• Job
Reproduce nothing but the closing run of lines: the line with "In this exercise you will mark each instance of the planter" and each line that follows it to the end of the data.

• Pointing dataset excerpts
%%

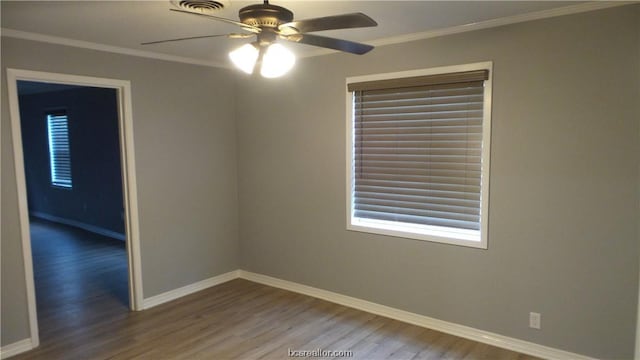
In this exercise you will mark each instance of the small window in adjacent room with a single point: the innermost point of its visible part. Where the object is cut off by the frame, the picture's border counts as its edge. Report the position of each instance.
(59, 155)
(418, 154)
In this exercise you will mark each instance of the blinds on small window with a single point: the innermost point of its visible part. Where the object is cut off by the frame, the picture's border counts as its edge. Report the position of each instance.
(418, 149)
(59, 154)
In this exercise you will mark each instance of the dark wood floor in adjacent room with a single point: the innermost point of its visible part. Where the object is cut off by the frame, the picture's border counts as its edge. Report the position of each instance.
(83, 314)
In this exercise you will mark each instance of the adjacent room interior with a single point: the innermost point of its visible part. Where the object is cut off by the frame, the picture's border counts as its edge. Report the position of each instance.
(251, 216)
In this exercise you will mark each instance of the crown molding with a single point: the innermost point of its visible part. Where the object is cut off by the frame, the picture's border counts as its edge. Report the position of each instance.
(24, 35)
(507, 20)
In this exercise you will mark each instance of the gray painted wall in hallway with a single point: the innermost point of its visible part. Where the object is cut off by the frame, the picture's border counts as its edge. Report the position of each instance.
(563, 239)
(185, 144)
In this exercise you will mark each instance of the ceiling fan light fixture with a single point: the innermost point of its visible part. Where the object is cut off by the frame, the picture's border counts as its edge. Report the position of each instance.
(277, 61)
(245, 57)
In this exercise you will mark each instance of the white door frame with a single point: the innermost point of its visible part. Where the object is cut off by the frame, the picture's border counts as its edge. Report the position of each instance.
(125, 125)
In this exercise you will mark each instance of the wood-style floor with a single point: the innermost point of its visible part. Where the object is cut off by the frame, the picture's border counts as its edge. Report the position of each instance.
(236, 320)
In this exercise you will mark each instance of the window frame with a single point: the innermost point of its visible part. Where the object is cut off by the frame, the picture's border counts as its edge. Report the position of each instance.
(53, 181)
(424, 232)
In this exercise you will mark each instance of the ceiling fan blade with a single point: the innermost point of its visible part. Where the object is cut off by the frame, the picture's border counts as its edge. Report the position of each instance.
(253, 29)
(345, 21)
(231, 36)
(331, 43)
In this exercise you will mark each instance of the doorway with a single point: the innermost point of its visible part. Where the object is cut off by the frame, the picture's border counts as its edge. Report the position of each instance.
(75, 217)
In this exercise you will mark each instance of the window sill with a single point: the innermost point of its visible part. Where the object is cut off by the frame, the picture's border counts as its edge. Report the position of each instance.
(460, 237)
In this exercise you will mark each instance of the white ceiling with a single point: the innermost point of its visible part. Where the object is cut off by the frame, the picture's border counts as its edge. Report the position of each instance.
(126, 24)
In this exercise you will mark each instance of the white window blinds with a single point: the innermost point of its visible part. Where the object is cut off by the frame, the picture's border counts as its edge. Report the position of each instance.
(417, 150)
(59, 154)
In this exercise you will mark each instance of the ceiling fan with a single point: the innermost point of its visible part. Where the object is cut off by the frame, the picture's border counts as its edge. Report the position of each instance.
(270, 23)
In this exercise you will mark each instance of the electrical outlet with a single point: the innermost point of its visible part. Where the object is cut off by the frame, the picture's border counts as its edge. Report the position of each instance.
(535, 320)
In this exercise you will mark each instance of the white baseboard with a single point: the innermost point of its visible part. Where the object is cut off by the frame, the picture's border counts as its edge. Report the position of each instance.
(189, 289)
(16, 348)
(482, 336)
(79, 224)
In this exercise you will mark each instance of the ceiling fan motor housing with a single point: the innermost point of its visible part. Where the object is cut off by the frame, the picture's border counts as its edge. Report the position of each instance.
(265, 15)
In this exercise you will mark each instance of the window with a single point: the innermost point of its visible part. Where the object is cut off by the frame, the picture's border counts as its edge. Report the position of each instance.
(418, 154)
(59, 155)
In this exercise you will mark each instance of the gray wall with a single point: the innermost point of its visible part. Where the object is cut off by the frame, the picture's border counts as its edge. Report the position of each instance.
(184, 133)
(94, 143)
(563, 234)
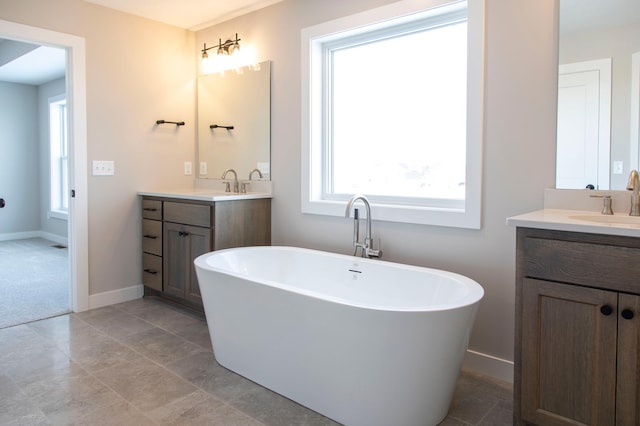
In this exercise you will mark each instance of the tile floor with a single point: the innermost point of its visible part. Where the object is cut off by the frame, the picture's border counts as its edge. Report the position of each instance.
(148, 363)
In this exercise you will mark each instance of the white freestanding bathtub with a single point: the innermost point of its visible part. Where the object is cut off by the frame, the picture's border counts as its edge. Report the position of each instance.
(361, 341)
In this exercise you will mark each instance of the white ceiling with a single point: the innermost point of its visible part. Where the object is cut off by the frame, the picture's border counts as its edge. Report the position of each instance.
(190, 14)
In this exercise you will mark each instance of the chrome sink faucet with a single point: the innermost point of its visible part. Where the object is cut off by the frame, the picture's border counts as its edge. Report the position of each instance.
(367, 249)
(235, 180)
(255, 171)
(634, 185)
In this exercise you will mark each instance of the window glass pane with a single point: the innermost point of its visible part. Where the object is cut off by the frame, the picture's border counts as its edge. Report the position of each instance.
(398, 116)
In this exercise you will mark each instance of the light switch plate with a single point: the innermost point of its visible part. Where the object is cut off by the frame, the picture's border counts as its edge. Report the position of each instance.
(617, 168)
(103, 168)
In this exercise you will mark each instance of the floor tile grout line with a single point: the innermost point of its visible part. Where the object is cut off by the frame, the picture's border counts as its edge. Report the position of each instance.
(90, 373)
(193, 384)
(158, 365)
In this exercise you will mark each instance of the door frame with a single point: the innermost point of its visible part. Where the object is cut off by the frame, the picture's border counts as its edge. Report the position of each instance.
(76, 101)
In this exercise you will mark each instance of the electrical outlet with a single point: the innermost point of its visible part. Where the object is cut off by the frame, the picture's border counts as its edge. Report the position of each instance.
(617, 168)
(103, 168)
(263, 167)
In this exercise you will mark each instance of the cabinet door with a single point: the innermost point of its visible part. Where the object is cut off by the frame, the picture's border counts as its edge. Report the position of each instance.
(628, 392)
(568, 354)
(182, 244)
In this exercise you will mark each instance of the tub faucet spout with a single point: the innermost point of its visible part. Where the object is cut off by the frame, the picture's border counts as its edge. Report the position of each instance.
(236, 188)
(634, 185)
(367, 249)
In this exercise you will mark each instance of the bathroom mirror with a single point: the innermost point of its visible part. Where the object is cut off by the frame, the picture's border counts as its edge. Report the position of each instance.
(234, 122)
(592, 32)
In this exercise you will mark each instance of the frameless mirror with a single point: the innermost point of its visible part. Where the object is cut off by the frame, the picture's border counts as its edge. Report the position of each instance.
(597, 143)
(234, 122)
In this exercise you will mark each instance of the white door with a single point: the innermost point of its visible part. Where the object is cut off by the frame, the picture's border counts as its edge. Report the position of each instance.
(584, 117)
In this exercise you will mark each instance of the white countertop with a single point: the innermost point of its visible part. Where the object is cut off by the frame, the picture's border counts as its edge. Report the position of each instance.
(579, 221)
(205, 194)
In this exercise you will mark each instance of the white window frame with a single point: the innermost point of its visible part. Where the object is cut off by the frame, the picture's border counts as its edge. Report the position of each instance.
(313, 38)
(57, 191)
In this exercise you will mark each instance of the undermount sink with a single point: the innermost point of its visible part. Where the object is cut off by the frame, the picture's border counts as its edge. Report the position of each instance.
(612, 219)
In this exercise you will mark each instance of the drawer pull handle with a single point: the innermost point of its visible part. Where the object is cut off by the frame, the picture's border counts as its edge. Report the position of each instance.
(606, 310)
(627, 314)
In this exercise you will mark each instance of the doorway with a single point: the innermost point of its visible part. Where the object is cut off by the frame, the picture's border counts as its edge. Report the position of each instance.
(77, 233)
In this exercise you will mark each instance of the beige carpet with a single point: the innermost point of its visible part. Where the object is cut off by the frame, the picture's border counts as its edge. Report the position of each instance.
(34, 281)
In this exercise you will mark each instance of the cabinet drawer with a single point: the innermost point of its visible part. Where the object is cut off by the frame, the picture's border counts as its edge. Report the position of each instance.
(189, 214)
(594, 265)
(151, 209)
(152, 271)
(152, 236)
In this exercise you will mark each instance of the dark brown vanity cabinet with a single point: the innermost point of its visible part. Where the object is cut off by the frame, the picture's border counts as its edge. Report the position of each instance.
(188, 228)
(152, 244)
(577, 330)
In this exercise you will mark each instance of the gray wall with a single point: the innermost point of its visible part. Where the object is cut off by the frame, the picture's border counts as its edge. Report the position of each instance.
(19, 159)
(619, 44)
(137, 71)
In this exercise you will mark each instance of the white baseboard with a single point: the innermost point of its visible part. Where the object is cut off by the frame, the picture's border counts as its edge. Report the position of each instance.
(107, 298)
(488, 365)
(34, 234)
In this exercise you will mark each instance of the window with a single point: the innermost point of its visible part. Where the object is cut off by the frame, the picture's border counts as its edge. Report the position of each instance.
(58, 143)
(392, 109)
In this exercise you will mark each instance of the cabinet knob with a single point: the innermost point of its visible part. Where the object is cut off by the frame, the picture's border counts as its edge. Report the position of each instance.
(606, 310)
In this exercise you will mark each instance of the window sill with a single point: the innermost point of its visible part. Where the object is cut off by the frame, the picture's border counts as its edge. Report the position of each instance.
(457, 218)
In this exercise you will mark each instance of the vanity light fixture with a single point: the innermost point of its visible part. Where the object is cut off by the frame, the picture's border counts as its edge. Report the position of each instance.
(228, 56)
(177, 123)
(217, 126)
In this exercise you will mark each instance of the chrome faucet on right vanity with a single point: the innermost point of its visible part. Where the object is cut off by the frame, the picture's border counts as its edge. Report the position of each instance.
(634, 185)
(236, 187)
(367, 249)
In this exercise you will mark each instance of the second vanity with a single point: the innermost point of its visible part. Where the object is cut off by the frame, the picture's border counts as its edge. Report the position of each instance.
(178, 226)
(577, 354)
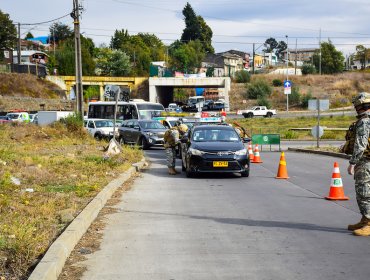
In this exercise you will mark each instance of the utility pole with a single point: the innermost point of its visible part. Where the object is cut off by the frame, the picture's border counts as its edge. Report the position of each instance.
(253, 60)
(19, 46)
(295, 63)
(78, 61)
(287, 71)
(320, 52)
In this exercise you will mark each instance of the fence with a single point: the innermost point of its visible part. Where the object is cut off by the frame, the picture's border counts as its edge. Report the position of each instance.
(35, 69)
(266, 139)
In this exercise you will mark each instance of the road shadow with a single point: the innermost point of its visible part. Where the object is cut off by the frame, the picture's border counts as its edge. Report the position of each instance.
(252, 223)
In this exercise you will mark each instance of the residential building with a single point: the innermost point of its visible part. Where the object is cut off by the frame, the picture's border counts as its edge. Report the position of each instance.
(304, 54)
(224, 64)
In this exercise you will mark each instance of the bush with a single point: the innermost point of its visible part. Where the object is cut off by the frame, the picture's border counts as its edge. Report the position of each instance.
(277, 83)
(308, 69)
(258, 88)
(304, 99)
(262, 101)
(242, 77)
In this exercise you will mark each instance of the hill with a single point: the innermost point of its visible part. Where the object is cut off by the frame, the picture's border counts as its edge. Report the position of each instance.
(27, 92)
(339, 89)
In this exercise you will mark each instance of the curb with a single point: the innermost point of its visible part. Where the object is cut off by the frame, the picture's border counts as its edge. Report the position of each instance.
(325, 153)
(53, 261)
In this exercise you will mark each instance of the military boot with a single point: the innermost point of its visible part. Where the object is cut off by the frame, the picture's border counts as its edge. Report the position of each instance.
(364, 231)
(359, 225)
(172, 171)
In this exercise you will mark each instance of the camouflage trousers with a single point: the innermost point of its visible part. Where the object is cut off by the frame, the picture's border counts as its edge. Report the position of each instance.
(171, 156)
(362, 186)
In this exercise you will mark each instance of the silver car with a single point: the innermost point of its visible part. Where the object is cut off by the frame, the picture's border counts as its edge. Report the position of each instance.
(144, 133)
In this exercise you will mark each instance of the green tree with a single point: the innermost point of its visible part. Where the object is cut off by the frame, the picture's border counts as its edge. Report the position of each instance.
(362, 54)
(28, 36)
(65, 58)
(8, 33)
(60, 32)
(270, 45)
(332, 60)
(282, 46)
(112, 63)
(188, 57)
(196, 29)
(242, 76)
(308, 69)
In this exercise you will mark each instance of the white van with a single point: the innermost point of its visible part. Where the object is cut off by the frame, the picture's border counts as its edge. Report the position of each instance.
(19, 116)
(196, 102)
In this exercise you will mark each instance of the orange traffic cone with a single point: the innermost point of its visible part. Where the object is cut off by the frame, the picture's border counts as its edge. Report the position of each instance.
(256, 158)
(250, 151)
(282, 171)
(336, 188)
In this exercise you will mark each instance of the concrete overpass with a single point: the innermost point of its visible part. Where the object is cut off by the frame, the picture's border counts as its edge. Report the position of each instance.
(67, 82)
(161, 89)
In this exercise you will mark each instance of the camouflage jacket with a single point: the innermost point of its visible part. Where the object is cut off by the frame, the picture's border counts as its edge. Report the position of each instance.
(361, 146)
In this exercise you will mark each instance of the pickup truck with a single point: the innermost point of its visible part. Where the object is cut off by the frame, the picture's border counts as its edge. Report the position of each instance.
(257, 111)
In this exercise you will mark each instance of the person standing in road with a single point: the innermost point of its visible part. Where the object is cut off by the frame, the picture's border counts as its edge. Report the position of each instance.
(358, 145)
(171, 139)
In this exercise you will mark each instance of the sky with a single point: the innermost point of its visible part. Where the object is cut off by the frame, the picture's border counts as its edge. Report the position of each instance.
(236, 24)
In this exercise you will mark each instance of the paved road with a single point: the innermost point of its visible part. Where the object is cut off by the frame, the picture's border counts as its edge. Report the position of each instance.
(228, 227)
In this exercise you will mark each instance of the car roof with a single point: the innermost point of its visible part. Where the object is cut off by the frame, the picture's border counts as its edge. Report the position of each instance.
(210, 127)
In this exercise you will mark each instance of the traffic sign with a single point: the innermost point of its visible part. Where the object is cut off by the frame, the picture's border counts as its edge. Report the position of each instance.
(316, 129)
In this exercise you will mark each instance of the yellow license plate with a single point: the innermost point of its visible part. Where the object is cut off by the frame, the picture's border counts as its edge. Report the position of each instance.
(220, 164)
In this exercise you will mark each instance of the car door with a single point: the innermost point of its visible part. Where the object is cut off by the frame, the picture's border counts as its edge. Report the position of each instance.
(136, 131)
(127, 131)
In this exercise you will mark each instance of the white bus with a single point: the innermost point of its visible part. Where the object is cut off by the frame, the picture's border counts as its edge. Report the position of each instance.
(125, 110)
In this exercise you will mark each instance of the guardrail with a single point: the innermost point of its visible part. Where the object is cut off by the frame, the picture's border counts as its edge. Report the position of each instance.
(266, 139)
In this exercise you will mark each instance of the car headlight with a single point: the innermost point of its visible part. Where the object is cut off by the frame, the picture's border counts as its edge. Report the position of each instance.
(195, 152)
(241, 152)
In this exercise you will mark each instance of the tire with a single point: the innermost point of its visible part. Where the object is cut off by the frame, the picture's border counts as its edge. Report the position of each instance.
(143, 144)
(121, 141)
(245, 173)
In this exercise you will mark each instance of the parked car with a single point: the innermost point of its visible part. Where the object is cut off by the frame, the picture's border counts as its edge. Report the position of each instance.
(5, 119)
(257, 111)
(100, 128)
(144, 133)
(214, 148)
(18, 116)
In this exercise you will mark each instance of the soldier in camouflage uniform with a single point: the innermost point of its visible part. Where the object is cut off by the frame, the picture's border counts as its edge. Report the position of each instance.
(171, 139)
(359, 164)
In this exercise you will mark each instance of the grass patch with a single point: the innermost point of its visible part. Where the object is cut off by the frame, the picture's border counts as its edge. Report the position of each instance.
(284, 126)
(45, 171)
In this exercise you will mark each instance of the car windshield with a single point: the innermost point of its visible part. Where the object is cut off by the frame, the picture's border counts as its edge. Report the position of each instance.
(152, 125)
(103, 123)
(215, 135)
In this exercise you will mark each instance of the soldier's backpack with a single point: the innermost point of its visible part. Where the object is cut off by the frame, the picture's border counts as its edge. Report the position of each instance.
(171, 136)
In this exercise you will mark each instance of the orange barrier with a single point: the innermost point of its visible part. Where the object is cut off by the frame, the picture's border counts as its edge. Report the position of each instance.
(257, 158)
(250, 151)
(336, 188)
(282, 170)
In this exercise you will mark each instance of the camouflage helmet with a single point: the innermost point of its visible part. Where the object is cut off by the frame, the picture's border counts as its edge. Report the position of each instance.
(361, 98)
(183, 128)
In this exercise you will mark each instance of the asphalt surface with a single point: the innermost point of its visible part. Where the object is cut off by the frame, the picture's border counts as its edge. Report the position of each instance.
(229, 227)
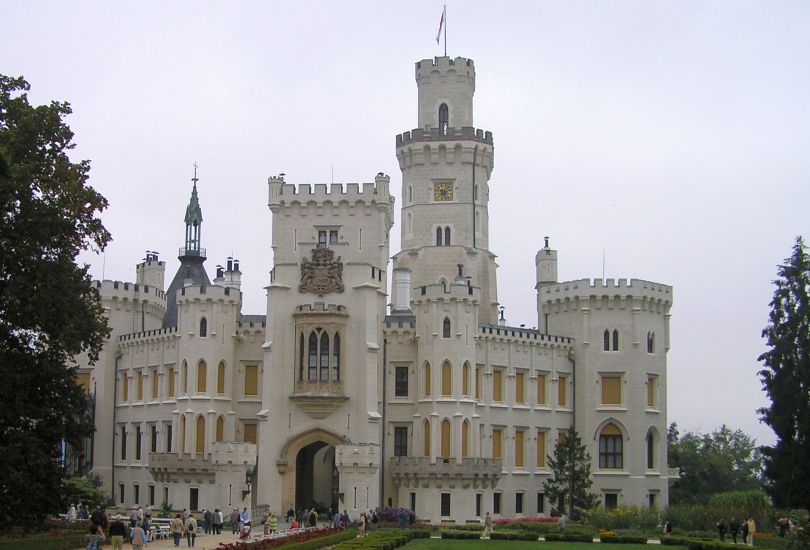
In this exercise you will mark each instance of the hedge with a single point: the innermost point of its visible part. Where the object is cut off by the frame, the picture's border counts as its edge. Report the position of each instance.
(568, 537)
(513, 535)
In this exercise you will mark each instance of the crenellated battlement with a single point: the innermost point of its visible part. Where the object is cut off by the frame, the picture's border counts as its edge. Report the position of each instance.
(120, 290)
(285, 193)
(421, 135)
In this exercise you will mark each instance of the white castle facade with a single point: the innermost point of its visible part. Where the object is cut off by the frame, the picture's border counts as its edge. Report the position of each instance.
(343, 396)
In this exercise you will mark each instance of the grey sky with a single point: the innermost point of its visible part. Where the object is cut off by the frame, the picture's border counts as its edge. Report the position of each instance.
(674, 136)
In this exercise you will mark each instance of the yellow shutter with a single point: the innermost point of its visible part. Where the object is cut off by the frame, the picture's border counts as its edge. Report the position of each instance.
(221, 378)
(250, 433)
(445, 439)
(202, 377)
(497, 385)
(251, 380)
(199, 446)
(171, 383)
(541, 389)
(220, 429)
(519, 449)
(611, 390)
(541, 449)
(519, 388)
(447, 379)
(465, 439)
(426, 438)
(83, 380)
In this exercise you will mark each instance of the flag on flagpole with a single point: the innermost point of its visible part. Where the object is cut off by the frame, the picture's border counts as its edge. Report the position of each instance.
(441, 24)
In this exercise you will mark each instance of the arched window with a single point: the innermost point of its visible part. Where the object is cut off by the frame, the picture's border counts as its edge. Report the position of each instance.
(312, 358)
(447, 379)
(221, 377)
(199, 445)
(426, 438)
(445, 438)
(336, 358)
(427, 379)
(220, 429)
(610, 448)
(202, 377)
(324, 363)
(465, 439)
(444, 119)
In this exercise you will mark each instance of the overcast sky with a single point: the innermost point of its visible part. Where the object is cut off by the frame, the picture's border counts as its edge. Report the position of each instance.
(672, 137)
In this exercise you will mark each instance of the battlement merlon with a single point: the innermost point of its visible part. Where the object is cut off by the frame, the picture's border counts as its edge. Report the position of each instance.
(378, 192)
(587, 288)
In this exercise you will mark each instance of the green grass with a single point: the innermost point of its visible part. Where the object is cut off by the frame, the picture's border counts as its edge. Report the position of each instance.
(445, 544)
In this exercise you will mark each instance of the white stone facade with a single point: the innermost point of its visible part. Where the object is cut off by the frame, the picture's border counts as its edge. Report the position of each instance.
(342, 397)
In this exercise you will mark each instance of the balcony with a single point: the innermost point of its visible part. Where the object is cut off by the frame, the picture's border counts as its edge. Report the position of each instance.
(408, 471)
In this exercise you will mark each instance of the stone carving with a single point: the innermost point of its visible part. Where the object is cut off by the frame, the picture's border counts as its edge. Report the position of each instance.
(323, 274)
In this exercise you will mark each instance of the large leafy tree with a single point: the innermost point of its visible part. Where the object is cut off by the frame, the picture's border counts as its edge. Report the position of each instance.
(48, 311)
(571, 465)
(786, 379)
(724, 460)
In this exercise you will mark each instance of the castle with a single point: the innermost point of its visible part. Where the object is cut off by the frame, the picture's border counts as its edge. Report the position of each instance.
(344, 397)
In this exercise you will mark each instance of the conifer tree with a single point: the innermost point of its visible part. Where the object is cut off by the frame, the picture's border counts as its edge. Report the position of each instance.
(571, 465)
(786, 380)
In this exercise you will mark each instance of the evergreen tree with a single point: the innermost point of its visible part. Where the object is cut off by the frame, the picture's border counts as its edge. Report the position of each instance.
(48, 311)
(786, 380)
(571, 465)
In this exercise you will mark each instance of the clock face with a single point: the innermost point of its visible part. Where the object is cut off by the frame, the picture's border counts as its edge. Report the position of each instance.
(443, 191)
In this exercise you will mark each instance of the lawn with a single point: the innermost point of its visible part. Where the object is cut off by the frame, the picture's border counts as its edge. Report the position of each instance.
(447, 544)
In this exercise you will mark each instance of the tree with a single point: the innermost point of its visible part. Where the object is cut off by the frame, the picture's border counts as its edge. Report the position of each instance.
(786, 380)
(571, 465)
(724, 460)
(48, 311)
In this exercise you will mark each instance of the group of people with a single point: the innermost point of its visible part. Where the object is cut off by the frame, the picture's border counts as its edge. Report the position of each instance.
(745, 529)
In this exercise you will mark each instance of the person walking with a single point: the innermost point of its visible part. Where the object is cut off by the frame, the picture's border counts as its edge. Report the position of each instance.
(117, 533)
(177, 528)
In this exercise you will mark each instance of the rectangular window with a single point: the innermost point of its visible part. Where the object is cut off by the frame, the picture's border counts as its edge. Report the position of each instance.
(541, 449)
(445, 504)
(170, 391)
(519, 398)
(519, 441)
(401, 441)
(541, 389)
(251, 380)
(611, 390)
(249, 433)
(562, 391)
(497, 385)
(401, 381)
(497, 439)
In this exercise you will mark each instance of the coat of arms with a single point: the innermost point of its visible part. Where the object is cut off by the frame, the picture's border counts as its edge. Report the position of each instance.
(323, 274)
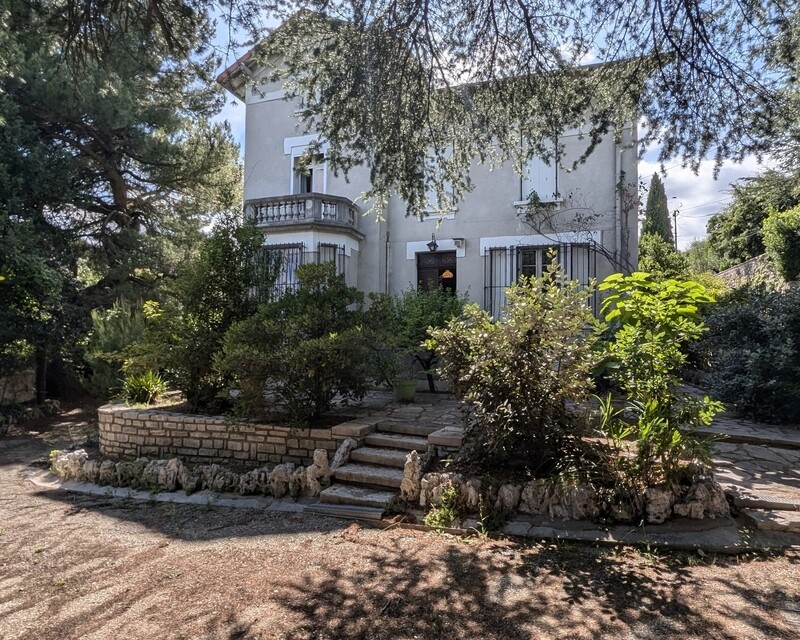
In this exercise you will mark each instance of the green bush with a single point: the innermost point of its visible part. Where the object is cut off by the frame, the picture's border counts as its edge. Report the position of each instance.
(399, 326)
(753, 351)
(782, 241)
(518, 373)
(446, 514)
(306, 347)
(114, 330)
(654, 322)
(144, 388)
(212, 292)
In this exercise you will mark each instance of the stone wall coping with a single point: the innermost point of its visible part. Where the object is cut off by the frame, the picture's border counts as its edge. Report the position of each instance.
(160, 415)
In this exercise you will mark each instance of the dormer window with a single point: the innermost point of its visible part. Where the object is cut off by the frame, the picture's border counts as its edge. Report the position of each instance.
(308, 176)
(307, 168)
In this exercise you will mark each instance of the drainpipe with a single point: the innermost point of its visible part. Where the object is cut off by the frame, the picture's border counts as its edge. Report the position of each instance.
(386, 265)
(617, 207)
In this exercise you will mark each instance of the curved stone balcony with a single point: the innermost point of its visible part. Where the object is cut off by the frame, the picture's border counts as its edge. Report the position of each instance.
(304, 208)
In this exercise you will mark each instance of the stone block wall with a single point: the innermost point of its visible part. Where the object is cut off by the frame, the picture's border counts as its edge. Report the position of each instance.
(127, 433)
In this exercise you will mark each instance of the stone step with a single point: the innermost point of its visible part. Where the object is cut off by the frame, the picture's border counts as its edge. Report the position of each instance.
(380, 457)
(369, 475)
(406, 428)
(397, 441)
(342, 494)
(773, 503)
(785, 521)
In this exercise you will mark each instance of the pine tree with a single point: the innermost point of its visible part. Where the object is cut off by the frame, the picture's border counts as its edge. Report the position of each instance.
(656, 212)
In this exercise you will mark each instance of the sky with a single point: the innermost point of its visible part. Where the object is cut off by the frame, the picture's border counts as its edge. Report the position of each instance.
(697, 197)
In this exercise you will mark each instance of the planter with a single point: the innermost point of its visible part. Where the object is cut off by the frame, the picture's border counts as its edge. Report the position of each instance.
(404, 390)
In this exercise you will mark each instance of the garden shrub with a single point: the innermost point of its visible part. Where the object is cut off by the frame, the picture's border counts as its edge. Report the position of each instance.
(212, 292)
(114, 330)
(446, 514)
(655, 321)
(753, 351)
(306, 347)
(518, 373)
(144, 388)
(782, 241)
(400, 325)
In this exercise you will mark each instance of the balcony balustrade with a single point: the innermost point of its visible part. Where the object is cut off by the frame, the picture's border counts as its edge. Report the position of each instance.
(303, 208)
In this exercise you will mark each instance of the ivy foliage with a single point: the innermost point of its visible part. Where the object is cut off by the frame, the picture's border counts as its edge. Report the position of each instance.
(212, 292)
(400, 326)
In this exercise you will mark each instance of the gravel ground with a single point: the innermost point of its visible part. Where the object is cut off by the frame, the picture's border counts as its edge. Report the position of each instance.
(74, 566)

%%

• Task response
In this exercise you will mark each instance of the planter with a single point: the innermost point of its visible part. Where the object is cut off by the frame, the picture's border counts as its edge. Report the position of each instance.
(404, 390)
In this exercise you will mark each instance of the garden shrub with a single point: the innermost point of its visible part. Where the object is cut off by the frame, the picture's border counts as its edge. Report the position of each instance.
(212, 292)
(114, 330)
(446, 514)
(655, 321)
(753, 351)
(306, 347)
(518, 373)
(144, 388)
(782, 241)
(400, 325)
In this exercise you will mark each instance of the balcony balustrade with a single point: the innermost point of its visible part. Where the object is cut off by the frame, the picture's border counts as its edge. Report the position of each instance.
(303, 208)
In this exercise you will mark each instance of the ivy foliage with a single point: the innermost point of its visible part. Where the object is cut off by the frame, the picture's border counts as its edge. Report the position of each instance.
(212, 292)
(400, 326)
In this exercise you will mark each instance of the gravel ground with a single point: the innermost point of its visible part. Where the object is cut off by the frame, the picture's border counts as its edge. Report the position of each instance.
(74, 566)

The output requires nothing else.